Work task: Exactly as written, transcribe the data that follows.

Supplied entries:

··········

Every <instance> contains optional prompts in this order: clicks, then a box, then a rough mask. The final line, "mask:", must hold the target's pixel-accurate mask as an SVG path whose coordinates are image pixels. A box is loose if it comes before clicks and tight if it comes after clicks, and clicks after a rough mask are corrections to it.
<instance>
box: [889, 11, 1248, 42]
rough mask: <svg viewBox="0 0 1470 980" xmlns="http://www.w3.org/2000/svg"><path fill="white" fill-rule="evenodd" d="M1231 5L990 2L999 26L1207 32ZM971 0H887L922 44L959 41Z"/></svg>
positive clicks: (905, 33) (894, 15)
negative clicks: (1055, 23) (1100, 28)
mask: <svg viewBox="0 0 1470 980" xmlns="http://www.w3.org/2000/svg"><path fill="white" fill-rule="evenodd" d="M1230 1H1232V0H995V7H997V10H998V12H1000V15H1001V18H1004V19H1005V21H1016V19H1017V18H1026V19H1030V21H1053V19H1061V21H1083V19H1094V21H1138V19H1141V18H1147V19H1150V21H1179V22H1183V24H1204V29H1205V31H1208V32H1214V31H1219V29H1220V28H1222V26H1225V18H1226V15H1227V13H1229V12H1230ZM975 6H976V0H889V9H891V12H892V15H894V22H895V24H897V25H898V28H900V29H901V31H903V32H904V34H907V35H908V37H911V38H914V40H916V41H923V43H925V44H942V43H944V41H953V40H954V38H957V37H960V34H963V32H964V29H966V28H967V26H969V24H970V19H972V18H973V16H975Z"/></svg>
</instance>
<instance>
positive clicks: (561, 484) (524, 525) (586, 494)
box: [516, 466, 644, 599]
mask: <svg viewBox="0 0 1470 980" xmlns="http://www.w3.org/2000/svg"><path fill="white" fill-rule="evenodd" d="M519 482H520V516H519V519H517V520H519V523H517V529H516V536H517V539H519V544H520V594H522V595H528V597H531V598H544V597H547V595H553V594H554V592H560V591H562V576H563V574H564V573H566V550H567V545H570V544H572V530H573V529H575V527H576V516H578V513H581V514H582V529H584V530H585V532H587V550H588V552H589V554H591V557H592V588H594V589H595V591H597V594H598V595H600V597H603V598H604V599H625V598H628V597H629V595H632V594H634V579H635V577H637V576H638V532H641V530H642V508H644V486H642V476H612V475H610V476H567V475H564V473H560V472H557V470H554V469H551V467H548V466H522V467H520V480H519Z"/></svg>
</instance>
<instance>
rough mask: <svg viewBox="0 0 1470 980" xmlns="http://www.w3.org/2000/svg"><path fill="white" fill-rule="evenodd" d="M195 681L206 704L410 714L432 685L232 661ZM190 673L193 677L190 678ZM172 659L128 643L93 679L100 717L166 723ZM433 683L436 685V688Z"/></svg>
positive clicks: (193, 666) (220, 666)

··········

Finished exercise:
Every <instance> contains optional prompts in this order: clicks, then a box, then a rough mask. The final line, "mask:", must hold the target's pixel-accurate mask as an SVG path whose coordinates are image pixels. A box is loose if it comes before clicks and tight if it comes after clicks, and clicks after a rough mask are corrections to it.
<instance>
box: [889, 11, 1248, 42]
rough mask: <svg viewBox="0 0 1470 980" xmlns="http://www.w3.org/2000/svg"><path fill="white" fill-rule="evenodd" d="M1231 5L990 2L999 26L1207 32ZM971 0H887L922 44L959 41Z"/></svg>
positive clicks: (905, 33) (894, 15)
negative clicks: (1055, 23) (1100, 28)
mask: <svg viewBox="0 0 1470 980" xmlns="http://www.w3.org/2000/svg"><path fill="white" fill-rule="evenodd" d="M1230 1H1232V0H995V7H997V10H998V12H1000V15H1001V18H1004V19H1005V21H1016V19H1017V18H1026V19H1030V21H1053V19H1061V21H1083V19H1094V21H1138V19H1141V18H1147V19H1150V21H1179V22H1183V24H1204V29H1205V31H1208V32H1214V31H1219V29H1220V28H1222V26H1225V18H1226V15H1227V13H1229V12H1230ZM975 6H976V0H889V9H891V12H892V15H894V22H895V24H897V25H898V28H900V29H901V31H903V32H904V34H907V35H908V37H911V38H914V40H916V41H923V43H925V44H942V43H944V41H953V40H954V38H957V37H960V34H963V32H964V29H966V28H967V26H969V24H970V19H972V18H973V16H975Z"/></svg>
</instance>
<instance>
positive clicks: (561, 484) (524, 525) (586, 494)
box: [516, 466, 644, 599]
mask: <svg viewBox="0 0 1470 980" xmlns="http://www.w3.org/2000/svg"><path fill="white" fill-rule="evenodd" d="M519 482H520V516H519V519H517V520H519V523H517V529H516V536H517V539H519V544H520V594H522V595H528V597H531V598H544V597H547V595H553V594H554V592H560V591H562V576H563V574H564V573H566V550H567V545H570V544H572V530H573V529H575V527H576V516H578V513H581V514H582V529H584V530H585V532H587V550H588V552H589V554H591V557H592V588H594V589H595V591H597V594H598V595H600V597H603V598H604V599H625V598H628V597H629V595H632V594H634V579H635V577H637V576H638V532H641V530H642V508H644V486H642V476H612V475H610V476H567V475H564V473H560V472H557V470H554V469H551V467H548V466H522V467H520V480H519Z"/></svg>
</instance>
<instance>
rough mask: <svg viewBox="0 0 1470 980" xmlns="http://www.w3.org/2000/svg"><path fill="white" fill-rule="evenodd" d="M195 681L206 704L410 714L432 685L232 661ZM190 673L193 677L190 678ZM172 659L128 643L93 679L100 717L166 723ZM433 683L436 685V688Z"/></svg>
positive clicks: (193, 666) (220, 666)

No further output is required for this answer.